▶ BRIEF
Rewrite every one of the rows below, replacing "one dot" with "a single point" wherever it appears and leaving all other text unchanged.

## Begin

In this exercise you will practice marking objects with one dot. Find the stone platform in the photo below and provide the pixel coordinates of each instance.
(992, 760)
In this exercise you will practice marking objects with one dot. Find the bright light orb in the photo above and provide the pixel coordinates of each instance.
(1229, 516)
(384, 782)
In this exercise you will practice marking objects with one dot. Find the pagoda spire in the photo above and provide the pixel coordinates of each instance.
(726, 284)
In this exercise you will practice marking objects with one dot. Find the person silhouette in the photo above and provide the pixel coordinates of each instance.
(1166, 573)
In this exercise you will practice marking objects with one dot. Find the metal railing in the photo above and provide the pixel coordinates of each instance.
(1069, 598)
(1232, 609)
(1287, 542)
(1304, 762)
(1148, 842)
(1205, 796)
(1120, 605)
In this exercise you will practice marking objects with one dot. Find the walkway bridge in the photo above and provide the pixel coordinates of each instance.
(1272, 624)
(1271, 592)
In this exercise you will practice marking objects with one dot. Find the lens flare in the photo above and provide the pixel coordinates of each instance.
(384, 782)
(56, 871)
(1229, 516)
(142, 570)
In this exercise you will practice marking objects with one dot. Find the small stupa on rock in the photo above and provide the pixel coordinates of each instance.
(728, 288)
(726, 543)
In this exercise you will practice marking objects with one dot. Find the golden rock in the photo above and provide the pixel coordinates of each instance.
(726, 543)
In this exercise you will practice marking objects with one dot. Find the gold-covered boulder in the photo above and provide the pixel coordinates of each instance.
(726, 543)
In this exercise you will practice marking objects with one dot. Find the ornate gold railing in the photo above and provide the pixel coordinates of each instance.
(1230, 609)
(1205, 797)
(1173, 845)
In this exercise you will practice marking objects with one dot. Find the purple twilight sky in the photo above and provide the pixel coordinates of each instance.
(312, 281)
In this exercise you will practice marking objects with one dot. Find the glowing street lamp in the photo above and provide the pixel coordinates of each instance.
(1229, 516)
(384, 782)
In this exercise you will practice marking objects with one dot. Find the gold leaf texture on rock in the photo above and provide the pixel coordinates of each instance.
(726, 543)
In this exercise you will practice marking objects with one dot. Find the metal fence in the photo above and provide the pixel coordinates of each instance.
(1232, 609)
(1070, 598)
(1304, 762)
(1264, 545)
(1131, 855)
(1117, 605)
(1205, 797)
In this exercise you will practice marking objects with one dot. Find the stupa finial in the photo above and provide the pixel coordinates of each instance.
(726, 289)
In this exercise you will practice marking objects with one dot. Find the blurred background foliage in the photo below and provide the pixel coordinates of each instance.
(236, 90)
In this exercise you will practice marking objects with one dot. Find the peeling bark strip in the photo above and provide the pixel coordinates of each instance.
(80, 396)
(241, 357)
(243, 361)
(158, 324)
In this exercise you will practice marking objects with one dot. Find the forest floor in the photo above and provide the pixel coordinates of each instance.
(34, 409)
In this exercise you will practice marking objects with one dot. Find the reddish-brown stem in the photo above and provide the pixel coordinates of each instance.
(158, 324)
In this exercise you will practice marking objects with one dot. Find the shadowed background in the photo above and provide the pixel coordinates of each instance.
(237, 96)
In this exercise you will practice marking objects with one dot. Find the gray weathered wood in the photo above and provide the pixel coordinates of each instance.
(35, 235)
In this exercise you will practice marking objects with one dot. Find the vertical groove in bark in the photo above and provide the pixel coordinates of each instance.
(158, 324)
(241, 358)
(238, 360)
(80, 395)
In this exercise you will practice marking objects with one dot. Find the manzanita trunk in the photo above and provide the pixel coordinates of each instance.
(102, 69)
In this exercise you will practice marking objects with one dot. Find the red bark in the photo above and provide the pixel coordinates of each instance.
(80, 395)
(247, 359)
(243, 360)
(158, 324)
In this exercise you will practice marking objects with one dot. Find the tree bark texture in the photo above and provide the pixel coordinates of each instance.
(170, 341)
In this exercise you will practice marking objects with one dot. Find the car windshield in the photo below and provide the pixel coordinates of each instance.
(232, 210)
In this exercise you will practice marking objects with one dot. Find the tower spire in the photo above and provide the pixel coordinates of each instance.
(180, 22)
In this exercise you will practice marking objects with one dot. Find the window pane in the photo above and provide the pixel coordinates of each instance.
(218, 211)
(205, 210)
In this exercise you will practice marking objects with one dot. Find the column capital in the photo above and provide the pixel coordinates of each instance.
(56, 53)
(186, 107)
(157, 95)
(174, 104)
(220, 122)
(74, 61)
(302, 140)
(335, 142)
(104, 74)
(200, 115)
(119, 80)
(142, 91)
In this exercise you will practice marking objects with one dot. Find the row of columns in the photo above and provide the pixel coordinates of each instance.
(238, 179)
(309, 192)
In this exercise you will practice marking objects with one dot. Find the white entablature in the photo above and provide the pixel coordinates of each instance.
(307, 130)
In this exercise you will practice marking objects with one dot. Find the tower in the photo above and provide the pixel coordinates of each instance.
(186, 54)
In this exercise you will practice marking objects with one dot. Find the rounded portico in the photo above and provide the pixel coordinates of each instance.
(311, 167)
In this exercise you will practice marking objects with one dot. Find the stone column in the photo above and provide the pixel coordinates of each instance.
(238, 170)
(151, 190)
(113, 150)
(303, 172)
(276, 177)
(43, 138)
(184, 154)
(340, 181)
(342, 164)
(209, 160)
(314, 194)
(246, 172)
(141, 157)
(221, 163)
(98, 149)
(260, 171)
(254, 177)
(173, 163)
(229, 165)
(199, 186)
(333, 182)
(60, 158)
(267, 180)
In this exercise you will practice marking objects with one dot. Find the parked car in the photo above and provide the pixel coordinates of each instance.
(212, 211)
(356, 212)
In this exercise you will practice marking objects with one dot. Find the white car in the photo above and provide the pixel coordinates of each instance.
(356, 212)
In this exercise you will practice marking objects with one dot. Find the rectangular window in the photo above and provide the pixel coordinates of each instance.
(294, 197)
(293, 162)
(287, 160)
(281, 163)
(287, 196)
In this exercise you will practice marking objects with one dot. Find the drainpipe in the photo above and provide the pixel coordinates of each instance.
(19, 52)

## End

▶ PROBLEM SOLUTION
In this exercise you will practice marking objects with a single point. Find the stone platform in the photo below and provide the pixel coordinates of each instance.
(992, 760)
In this exercise you will practice marking objects with a single point. Find the bright light orb in the photo above and provide the pixel coordinates of each instance.
(1229, 516)
(384, 782)
In this exercise you will practice marking objects with a single point. Find the pagoda spire in the photo above and provide the pixel coordinates of each instance.
(726, 284)
In this exercise you will practice marking objects with a single point. Find the person silhouette in the photo above and provide the pixel coordinates of each instance.
(1166, 573)
In this exercise you will practice marking objects with a single point. Find the metal railing in the photo above and provide the pixel coordinates of each instance.
(1069, 598)
(1232, 609)
(1287, 542)
(1304, 762)
(1148, 842)
(1205, 796)
(1120, 605)
In this exercise you will practice marking objects with a single point. Find the walkway bridge in the photo above and provide the pixel coordinates of each instance.
(1272, 624)
(1271, 592)
In this exercise you will practice marking objects with a single point. Find the lens flare in the photo above and provide the pixel coordinates of each instance.
(384, 782)
(56, 871)
(1229, 516)
(142, 570)
In this exercise you will practice marking objects with a single point. Find the small stupa on rock in the photo above and provide the pixel coordinates of each instance.
(728, 288)
(726, 543)
In this exercise you will practice marking objects with a single point. Find the golden rock in the photo above and provide the pixel coordinates of each instance.
(726, 543)
In this exercise you will practice marking objects with a single point. Find the gold-covered boulder in the photo above and provide the pixel coordinates of each instance.
(726, 543)
In this exercise you will practice marking objects with a single point. Find the ornate gold railing in the photo above and provide the pixel coordinates of each instance.
(1230, 609)
(1205, 797)
(1173, 845)
In this exercise you will practice marking objects with a single point. Find the purple twilight sky in the photo above and provide the pixel coordinates of each instance.
(312, 281)
In this exercise you will practice marking objects with a single point. Find the glowing street lamp in the photo above and provide the pixel coordinates of each instance.
(1229, 516)
(384, 782)
In this exercise you will practice marking objects with a single point. Find the gold leaf texture on rock in the photo above and provide the pixel coordinates of each instance.
(726, 543)
In this exercise you will practice marking objects with a single point. Find the metal fence in the photo above and provide the pixel coordinates of each instance.
(1232, 609)
(1070, 598)
(1304, 762)
(1264, 545)
(1131, 855)
(1117, 605)
(1205, 797)
In this exercise you will practice marking objects with a single point. Find the stupa finial in the photo above and provide the pixel coordinates of each instance.
(726, 289)
In this exercise you will practice marking objects with a single point. Find the blurred background foliage in the photo below and provide the pixel coordinates of each instance.
(236, 90)
In this exercise you will practice marking objects with a single point. Find the peeling bark strip in the photo above and provide the pixel coordinates of each instance.
(80, 396)
(241, 357)
(243, 361)
(158, 324)
In this exercise you will practice marking objects with a single point. Find the forest floor in the photo above and provide the pixel coordinates of each instance.
(34, 409)
In this exercise you will practice marking objects with a single point. Find the reddish-brown stem in the photo above and provide the pixel coordinates of each instance.
(158, 324)
In this exercise you will practice marking objects with a single point. Find the shadowed background in the photo above and provide the pixel coordinates of each instance.
(237, 96)
In this exercise you will practice marking objects with a single point. Find the gray weathered wood in the photo above and provide the pixel coordinates of each instance.
(35, 235)
In this exercise you will practice marking objects with a single point. Find the vertical groove in bark in the photo above and provide the pixel coordinates of each instance.
(158, 324)
(241, 358)
(238, 360)
(80, 395)
In this exercise you will practice marking objects with a single point. Find the manzanita trunk in the photo above and provide the pixel coordinates of each instance.
(102, 69)
In this exercise you will practice marking objects with a single point. Find the red bark in the photo above and provide the pixel coordinates of each instance.
(80, 395)
(247, 359)
(243, 360)
(158, 324)
In this exercise you will practice marking objects with a single point. Find the tree bark texture in the photo above and provide the pixel coordinates of each instance.
(170, 341)
In this exercise you will practice marking objects with a single point. Find the car windshield in the photo below and provide the pixel coordinates of each instance.
(232, 210)
In this exercise you will practice marking objects with a single point. Find the tower spire in the photo above and provide the pixel coordinates of each instance.
(180, 22)
In this exercise you will practice marking objects with a single point. Find the window pane in the photo above and provide the pixel coordinates of each instance.
(218, 211)
(205, 210)
In this exercise you will practice marking objects with a single point. Find the column capital in the photo above and provide the pixel coordinates of each instance.
(56, 53)
(186, 107)
(157, 95)
(174, 104)
(220, 122)
(74, 61)
(302, 140)
(335, 142)
(104, 74)
(200, 115)
(119, 80)
(142, 91)
In this exercise you will practice marking objects with a single point. Find the row of columns in the photo above and provide the pixel coordinates of each instance.
(238, 179)
(309, 192)
In this exercise you will practice marking objects with a single point. Find the white entablature in the photo above and provide the pixel coordinates of each instance.
(307, 130)
In this exercise you will practice marking objects with a single point. Find the tower in the photo above and provide the pixel coordinates of each instance.
(186, 54)
In this exercise you will practice marking objects with a single point. Find the rounded portico in the photo above and provide the pixel coordinates of each instance.
(311, 167)
In this exercise you will practice marking objects with a single point. Find the stone column in the photo above and provide the pixel coordinates of each instance.
(238, 170)
(151, 190)
(113, 150)
(303, 172)
(276, 177)
(43, 138)
(184, 154)
(340, 181)
(342, 164)
(209, 160)
(314, 194)
(246, 172)
(141, 157)
(221, 163)
(98, 149)
(260, 171)
(254, 177)
(173, 163)
(229, 165)
(199, 186)
(333, 182)
(60, 158)
(267, 180)
In this exercise you will practice marking objects with a single point. Find the parked car in the photo above and provide the pixel coordinates of each instance.
(212, 211)
(356, 212)
In this exercise you will practice marking objects with a single point. Find the white car in the photo above and provide the pixel coordinates of each instance.
(356, 212)
In this exercise you will practice marking objects with a single point. Find the rectangular window in the photo above and provide the pixel coordinates of each instance.
(294, 197)
(293, 162)
(287, 160)
(281, 163)
(287, 196)
In this exercise you will practice marking objects with a single point. Find the drainpipe in the photo above and provide the pixel coordinates of each instance.
(19, 52)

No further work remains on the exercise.